▶ _Page extract_
§ §
Epidermal growth factor receptor (EGFR) has a role in the downstream signalling pathways that enhance tumour proliferation, invasion and metastasis [63]. A phase II clinical trial assessing the role gefitinib (EGFR inhibitor) in managing 37 advanced salivary gland tumours (18 ACC cases) reported no objective tumour response [64]. Secondary observations were a median overall survival of 25.9 months in cases of ACC, but clinical benefits of gefitinib were not observed. Another clinical trial using cetuximab (EGFR inhibitor) again showed no clinical responses or benefits [65], however, a study using combination regimes is promising [66]. For nine patients with locally advanced tumour, cetuximab and radiotherapy (65 Gy) was administered. Twelve patients with metastatic disease were treated with cetuximab, cisplation and 5-fluorouracil. In both groups, the objective response was over 40 %. The locally advanced arm had a median progression free survival of 64 months and a 100 % 2 years overall survival. Patients with distant metastases had a median progression free survival and overall survival of 13 and 24 months, respectively. Another clinical trial using lapatinib (dual EGFR and erb B2 tyrosine kinase inhibitor) again showed no objective response in 19 advanced ACC cases, but disease stabilisation was reported at 47 %, with 24 % for over 6 months [67]. Further evaluation may show lapatinib to provide clinical benefits with combination regimes.
§ §
▶ _Material supplied_
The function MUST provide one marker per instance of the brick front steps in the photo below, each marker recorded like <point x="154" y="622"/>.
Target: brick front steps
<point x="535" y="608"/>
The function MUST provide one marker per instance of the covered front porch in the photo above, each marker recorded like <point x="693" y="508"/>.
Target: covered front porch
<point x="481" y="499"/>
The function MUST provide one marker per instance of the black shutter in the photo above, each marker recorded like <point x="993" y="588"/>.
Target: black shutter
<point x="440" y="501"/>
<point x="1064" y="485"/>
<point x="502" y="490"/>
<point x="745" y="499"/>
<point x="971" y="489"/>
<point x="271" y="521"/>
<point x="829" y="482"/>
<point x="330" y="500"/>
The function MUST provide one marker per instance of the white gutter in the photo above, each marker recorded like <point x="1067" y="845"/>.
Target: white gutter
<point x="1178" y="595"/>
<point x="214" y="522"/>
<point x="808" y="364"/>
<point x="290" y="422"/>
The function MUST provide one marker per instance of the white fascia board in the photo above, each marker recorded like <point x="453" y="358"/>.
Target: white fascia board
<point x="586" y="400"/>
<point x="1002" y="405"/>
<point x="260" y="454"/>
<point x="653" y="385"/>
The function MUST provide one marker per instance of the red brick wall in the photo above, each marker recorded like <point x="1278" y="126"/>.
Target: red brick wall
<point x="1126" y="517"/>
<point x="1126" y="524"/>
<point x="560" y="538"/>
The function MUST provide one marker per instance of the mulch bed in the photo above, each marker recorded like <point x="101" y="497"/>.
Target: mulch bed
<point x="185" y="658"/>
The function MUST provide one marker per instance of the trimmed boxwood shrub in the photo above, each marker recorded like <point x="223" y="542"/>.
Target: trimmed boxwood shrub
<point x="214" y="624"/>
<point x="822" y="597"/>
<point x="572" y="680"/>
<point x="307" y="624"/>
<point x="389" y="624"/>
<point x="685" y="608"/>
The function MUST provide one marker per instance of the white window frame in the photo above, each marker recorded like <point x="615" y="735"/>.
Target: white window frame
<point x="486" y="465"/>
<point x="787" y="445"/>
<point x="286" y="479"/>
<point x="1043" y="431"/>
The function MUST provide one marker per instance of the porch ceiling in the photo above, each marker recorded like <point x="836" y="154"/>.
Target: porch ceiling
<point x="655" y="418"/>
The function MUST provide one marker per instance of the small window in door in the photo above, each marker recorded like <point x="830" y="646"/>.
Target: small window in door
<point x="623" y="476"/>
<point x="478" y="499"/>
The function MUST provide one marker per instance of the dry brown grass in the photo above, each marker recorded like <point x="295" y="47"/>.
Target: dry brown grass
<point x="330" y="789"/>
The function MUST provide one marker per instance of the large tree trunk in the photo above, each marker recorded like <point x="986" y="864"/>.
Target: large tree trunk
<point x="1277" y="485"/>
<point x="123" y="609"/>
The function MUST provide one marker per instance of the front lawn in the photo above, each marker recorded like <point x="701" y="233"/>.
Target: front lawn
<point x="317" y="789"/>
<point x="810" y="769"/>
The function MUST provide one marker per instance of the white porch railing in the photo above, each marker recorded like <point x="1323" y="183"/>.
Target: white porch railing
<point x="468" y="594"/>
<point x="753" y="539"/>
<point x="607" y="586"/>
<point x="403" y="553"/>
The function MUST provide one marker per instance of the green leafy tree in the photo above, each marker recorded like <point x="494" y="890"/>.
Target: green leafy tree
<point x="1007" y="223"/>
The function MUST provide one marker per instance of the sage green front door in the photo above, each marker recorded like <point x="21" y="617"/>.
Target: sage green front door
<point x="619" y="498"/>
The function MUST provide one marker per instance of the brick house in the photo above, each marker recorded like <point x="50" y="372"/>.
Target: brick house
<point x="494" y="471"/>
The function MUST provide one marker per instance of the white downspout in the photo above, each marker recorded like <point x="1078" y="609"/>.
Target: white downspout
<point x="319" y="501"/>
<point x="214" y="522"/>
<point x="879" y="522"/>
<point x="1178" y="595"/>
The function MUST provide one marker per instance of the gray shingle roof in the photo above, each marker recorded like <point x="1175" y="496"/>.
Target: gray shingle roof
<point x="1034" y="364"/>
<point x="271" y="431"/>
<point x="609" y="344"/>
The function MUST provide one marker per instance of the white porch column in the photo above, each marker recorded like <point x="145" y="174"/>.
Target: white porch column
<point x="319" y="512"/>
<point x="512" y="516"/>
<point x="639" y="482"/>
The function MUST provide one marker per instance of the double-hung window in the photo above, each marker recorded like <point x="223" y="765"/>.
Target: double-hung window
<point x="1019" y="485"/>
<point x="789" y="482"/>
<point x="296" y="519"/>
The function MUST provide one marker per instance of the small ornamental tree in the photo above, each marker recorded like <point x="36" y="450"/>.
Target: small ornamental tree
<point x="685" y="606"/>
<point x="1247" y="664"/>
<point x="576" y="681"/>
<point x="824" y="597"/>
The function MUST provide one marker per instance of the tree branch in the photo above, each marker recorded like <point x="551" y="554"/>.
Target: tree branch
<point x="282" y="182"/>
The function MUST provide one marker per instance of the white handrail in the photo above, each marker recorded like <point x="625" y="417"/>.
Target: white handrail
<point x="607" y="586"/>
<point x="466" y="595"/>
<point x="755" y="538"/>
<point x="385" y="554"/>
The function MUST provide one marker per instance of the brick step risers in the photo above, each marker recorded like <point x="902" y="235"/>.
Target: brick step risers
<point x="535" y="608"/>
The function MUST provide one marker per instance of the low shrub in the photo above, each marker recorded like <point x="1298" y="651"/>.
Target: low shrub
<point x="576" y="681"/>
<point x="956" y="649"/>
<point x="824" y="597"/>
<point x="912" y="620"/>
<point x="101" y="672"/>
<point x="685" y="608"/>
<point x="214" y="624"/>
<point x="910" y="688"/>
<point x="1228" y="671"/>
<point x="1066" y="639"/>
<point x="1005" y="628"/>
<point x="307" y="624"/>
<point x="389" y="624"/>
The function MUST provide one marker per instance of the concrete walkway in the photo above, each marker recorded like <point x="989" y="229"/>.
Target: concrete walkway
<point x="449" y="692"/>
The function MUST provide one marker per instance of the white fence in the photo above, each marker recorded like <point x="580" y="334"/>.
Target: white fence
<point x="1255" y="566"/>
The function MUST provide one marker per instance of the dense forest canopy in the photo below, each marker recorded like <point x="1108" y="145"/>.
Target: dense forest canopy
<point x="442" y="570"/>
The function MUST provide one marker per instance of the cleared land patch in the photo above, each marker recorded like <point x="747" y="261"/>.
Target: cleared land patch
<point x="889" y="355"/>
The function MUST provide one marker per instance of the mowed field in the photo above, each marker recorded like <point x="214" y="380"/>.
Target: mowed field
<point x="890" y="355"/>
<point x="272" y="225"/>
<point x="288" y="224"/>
§ §
▶ _What you need to do_
A. In the passage on EGFR inhibitors, what median overall survival did the gefitinib trial report for the ACC cases?
B. For each statement, say whether it agrees with the passage on EGFR inhibitors, and quote the deciding words. (i) The lapatinib trial reported disease stabilization in 47% of the advanced ACC cases. (ii) The nine patients with locally advanced tumor received cetuximab together with 65 Gy of radiotherapy. (iii) The gefitinib trial produced an objective tumor response in some patients.
C. Please carry on the passage on EGFR inhibitors from where it stops.
The records are separate material from the passage on EGFR inhibitors.

▶ _Your written answers_
A. 25.9 months.

B.
(i) Yes: "disease stabilisation was reported at 47 %"
(ii) Yes: "For nine patients with locally advanced tumour, cetuximab and radiotherapy (65 Gy) was administered"
(iii) No: "reported no objective tumour response"

C.
Vascular endothelial growth factor receptors (VEGFR) play an important role in tumour angiogenesis, proliferation and migration in ACC. Chau et al. [68] reported a phase II clinical trial study with sunitinib (VEGFR inhibitor), treating 14 patients with progressive and recurrent/metastatic ACCHN. Sunitinib enhanced disease stabilisation in 11 patients and for >6 months in eight patients. Median overall survival was 18.7 months but again, no objective responses are reported.

Other pathways have been shown to be activated in ACC, such as the TrkC/NTRK3 signalling pathway [69], suggesting that Trk kinase inhibition may be a potential therapeutic option in ACC. (PI3)/AKT/mammalian target of rapamycin (mTOR) pathway in ACC is promising, with ACC cell lines exhibited increased phosphorylated Akt activity [70]. A phase II study in Korea using everolimus, an mTOR inhibitor, showed promising efficacy and good tolerability in 34 patients with progressive unresectable ACC [71]. A subset of ACC was shown to have mutations in RAS pathway genes, including BRAF, suggesting that the BRAF inhibitor, vemurafenib, may be effective in patients with activating BRAF kinase mutations [72, 73].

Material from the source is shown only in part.